According to a Pakistani intelligence assessment, this summer RAW was also targeting two Sikh activists in Pakistan for assassination in the cities of Lahore and Islamabad. One alleged target in Islamabad is unnamed, while another is Lakhbir Singh Rode, a prominent Sikh separatist leader living in Pakistan since the 1990s who has long been accused of terrorism by India’s government. Rode was involved in a movement that aimed to create an independent nation in the region of Punjab known as Khalistan in the 1980s and ’90s. That campaign was crushed by a brutal counterinsurgency that claimed the lives of thousands of Sikhs, while forcing many more into exile.

Rode’s son, a Canadian citizen named Bhagat Singh, is, like his father, prominent in the diaspora movement for Sikh separatism. He told The Intercept that his father has long been living under threat from Indian intelligence.

“It is a well-known fact that he has been on the Indian government’s hit list for years,” Singh said, adding that he was also warned by Canadian intelligence about threats to his own life following the assassination of Nijjar this summer, which he presumes are from Indian intelligence.

“When [Nijjar] was killed, the response from many of us to our governments was, ‘We told you so,’” added Singh, referring to the community of diaspora Sikh activists. “But there is also a lot of anger that a foreign government could simply come here and murder a Canadian citizen.”

The Pakistani, Indian, and Canadian embassies did not provide comment for this story. The pace of suspected attacks inside Pakistan against individuals wanted by India appears to have accelerated in recent weeks. On November 13, India media reported the killing of another militant connected to an Islamist group in Karachi. The possible assassination followed the killings of two other Islamist militants wanted by India that had taken place recently in Pakistan’s tribal regions and the disputed territory of Kashmir. While covered in great detail by the Indian press, these killings have gone almost unmentioned in Pakistan, where local media and civil society are under de facto military control following the removal of former Prime Minister Imran Khan.

The lack of attention to the suspected assassinations of both political dissidents and militants has prompted calls for more pressure on India from some members of its diaspora.
“Anyone who speaks out against the Indian government anywhere in the world is under threat,” said Singh.

———

> _DIRECTIVE 1_:
Answer these questions from the text on Sikh activists:
(a) Since when has Lakhbir Singh Rode been living in Pakistan?
(b) What country is Rode's son Bhagat Singh a citizen of?
(c) On what date did Indian media report the killing of a militant in Karachi?
> _DIRECTIVE 2_:
Reproduce the passage of the text on Sikh activists starting with "Rode’s son, a" and going on through "are from Indian intelligence.".

> _MATERIAL PROVIDED_:
———

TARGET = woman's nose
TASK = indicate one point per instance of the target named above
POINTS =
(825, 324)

———

> _CORRECT OUTPUT 1_:
(a) Since the 1990s.
(b) Canada.
(c) November 13.

> _CORRECT OUTPUT 2_:
Rode’s son, a Canadian citizen named Bhagat Singh, is, like his father, prominent in the diaspora movement for Sikh separatism. He told The Intercept that his father has long been living under threat from Indian intelligence.

“It is a well-known fact that he has been on the Indian government’s hit list for years,” Singh said, adding that he was also warned by Canadian intelligence about threats to his own life following the assassination of Nijjar this summer, which he presumes are from Indian intelligence.